=== EXERCISE BRIEF ===
Your task is to print all of the material verbatim.

═════ DATA FOR THE TASK ═════

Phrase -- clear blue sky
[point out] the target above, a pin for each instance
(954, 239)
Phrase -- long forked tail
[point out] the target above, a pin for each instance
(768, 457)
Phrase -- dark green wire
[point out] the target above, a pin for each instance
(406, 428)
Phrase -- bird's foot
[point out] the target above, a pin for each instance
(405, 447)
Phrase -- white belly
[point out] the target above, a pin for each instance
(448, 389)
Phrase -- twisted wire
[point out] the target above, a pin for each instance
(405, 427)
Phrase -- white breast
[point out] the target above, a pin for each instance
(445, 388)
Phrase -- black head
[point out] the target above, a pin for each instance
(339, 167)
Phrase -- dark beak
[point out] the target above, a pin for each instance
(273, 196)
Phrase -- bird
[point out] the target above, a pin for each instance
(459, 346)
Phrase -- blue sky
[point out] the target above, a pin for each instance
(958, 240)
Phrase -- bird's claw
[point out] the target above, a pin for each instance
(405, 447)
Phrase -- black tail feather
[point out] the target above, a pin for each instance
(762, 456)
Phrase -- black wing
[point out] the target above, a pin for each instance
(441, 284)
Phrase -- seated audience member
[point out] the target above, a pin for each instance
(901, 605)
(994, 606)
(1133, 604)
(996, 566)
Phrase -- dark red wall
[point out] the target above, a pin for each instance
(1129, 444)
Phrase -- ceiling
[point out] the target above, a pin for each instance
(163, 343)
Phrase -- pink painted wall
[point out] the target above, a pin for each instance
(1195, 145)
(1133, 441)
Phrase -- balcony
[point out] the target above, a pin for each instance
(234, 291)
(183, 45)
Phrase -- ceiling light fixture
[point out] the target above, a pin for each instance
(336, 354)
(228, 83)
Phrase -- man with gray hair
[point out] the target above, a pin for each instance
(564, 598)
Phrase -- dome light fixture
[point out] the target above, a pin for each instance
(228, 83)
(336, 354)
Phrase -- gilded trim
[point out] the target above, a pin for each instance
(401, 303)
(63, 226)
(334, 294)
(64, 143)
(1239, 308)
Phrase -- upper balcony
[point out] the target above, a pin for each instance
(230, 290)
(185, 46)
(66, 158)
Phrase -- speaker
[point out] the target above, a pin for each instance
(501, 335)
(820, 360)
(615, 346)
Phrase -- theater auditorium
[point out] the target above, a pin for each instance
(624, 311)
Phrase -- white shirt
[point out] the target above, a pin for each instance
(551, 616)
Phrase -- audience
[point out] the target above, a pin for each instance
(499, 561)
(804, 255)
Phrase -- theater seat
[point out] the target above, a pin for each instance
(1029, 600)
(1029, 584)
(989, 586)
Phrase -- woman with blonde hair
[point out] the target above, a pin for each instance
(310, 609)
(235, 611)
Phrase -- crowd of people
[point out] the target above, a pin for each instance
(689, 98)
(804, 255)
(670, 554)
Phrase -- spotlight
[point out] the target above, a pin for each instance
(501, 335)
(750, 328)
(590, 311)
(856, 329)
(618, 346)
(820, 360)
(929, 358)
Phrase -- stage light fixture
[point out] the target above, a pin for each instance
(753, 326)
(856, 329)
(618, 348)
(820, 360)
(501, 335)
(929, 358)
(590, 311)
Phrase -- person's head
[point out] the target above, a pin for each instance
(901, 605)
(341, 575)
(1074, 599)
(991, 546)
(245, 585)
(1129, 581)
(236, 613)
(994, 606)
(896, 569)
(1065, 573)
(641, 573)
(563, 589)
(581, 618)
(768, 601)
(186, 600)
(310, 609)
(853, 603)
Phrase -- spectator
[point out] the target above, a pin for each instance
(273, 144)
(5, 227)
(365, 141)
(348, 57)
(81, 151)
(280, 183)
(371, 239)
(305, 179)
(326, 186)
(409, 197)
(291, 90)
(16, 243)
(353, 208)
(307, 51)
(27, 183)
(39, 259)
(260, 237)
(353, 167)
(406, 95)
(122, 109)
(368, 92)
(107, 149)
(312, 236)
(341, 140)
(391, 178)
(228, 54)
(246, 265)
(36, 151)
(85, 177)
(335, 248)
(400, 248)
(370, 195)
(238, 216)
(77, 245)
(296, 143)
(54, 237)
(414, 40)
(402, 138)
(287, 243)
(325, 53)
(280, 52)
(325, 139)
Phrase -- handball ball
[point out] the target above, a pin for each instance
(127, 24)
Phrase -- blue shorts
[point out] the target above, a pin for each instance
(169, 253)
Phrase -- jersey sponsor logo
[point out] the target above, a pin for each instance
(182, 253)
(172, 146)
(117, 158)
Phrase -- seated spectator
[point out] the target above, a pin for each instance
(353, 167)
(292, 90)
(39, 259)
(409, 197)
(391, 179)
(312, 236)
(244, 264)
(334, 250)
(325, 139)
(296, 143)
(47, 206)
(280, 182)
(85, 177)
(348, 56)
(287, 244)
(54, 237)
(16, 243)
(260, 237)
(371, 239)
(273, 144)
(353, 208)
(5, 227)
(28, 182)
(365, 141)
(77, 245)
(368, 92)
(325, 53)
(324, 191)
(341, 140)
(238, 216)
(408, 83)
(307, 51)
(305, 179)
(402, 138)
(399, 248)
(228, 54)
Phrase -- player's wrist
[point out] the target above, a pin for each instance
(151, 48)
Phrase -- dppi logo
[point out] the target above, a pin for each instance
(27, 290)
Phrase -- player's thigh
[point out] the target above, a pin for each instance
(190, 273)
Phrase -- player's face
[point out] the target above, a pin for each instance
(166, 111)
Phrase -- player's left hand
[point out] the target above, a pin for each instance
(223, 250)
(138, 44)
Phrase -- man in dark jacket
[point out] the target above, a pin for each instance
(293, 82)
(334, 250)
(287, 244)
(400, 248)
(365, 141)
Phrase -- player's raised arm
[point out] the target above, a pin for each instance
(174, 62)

═════

=== FULL ANSWER ===
Phrase -- clear blue sky
[point out] the target above, a pin for each instance
(954, 239)
Phrase -- long forked tail
[point out] the target above, a pin for each instance
(768, 457)
Phrase -- dark green wire
[point out] the target above, a pin for each instance
(406, 428)
Phrase -- bird's foot
[point out] the target above, a pin for each instance
(405, 447)
Phrase -- white belly
[point out] the target above, a pin for each instance
(448, 389)
Phrase -- twisted wire
[point out] the target above, a pin for each instance
(405, 427)
Phrase -- white breast
[point out] the target above, a pin for each instance
(445, 388)
Phrase -- black head
[point out] the target above, a pin for each instance
(339, 167)
Phrase -- dark beak
[point out] the target above, a pin for each instance
(273, 196)
Phrase -- bird
[point out] the target above, a pin for each instance
(459, 346)
Phrase -- blue sky
[point out] the target above, a pin for each instance
(958, 240)
Phrase -- bird's claw
[point out] the target above, a pin for each instance
(405, 447)
Phrase -- black tail feather
[point out] the target above, a pin for each instance
(762, 456)
Phrase -- black wing
[point out] the target above, a pin for each instance
(441, 284)
Phrase -- seated audience member
[point out] the target above, a pin for each instance
(901, 605)
(994, 606)
(1133, 604)
(996, 566)
Phrase -- dark red wall
[point out] the target above, a pin for each instance
(1129, 444)
Phrase -- ceiling
[point out] the target above, a pin for each instance
(163, 343)
Phrase -- pink painted wall
[point out] the target above, a pin for each instance
(1195, 145)
(1133, 441)
Phrase -- balcony
[point out] the target above, a pin for each instance
(234, 291)
(183, 45)
Phrase -- ceiling light fixture
[point out] the target above, a pin for each instance
(336, 354)
(228, 83)
Phrase -- man with gray hair
[point out] the target above, a pin for each instance
(564, 598)
Phrase -- dome light fixture
[point out] the target above, a pin for each instance
(228, 83)
(336, 354)
Phrase -- gilded trim
[point out] the target above, a pin for each instance
(401, 303)
(63, 226)
(334, 294)
(64, 143)
(1239, 308)
Phrase -- upper balcony
[point out] the target above, a pin for each instance
(230, 290)
(185, 46)
(66, 158)
Phrase -- speaker
[point out] the target above, a pin for each instance
(501, 335)
(820, 360)
(615, 346)
Phrase -- theater auditorium
[point out] the target above, a pin for each instance
(624, 311)
Phrase -- white shirt
[point out] the target above, a pin for each instance
(551, 616)
Phrase -- audience
[point out] the target above, a pin for each instance
(499, 561)
(804, 255)
Phrase -- theater seat
[point out] the target above, a pin for each instance
(1029, 600)
(1029, 584)
(989, 586)
Phrase -- woman with blonde hair
[point out] the target above, a pin for each instance
(310, 609)
(235, 611)
Phrase -- crowd of people
[point out] the target above, a pin for each instance
(689, 98)
(804, 255)
(670, 554)
Phrase -- spotlight
[point out] the target above, a pin for each instance
(501, 335)
(750, 328)
(590, 311)
(856, 329)
(618, 346)
(820, 360)
(929, 358)
Phrase -- stage light fixture
[point out] the target above, a pin for each instance
(753, 326)
(856, 329)
(618, 348)
(820, 360)
(501, 335)
(929, 358)
(590, 311)
Phrase -- person's head
[point out] the target above, a pin for each instance
(901, 605)
(341, 575)
(1074, 599)
(991, 546)
(245, 585)
(1129, 581)
(236, 613)
(994, 606)
(896, 569)
(1065, 573)
(641, 573)
(563, 589)
(581, 618)
(768, 601)
(186, 600)
(310, 609)
(853, 603)
Phrase -- spectator
[point out] the target above, a pin for each instance
(273, 144)
(5, 227)
(365, 141)
(348, 57)
(81, 151)
(280, 183)
(371, 239)
(305, 179)
(326, 186)
(409, 197)
(291, 90)
(16, 243)
(353, 208)
(307, 51)
(27, 183)
(39, 259)
(260, 237)
(353, 167)
(406, 95)
(122, 109)
(368, 92)
(107, 149)
(312, 236)
(341, 140)
(391, 178)
(228, 54)
(246, 265)
(36, 151)
(85, 177)
(335, 248)
(400, 248)
(370, 195)
(238, 216)
(77, 245)
(296, 143)
(54, 237)
(414, 40)
(402, 138)
(287, 243)
(325, 53)
(280, 52)
(325, 139)
Phrase -- handball ball
[point out] the target above, a pin for each instance
(127, 24)
Phrase -- blue shorts
[point out] the target above, a pin for each instance
(169, 253)
Phrase -- jersey sponsor logo
[point out] the target above, a pin for each instance
(182, 253)
(172, 146)
(117, 158)
Phrase -- seated spectator
[point out] the target above, a pin for each instance
(353, 167)
(292, 90)
(39, 259)
(409, 197)
(391, 179)
(312, 236)
(244, 264)
(334, 250)
(325, 139)
(296, 143)
(47, 206)
(280, 182)
(85, 177)
(348, 56)
(287, 244)
(54, 237)
(16, 243)
(260, 237)
(371, 239)
(273, 144)
(353, 208)
(5, 227)
(28, 182)
(365, 141)
(77, 245)
(368, 92)
(325, 53)
(324, 191)
(341, 140)
(238, 216)
(408, 83)
(307, 51)
(305, 179)
(402, 138)
(399, 248)
(228, 54)
Phrase -- player's wrist
[point out] the target above, a pin for each instance
(151, 48)
Phrase -- dppi logo
[point out] the target above, a pin for each instance
(27, 290)
Phrase -- player's thigh
[point out] the target above, a pin for each instance
(190, 273)
Phrase -- player's face
[point out] the target above, a pin for each instance
(166, 111)
Phrase -- player's left hand
[point out] the target above, a pin for each instance
(223, 250)
(138, 44)
Phrase -- man in dark jacket
[point out] the target above, a pin for each instance
(293, 82)
(334, 250)
(287, 244)
(400, 248)
(365, 141)
Phrase -- player's raised arm
[point out] the target above, a pin for each instance
(174, 62)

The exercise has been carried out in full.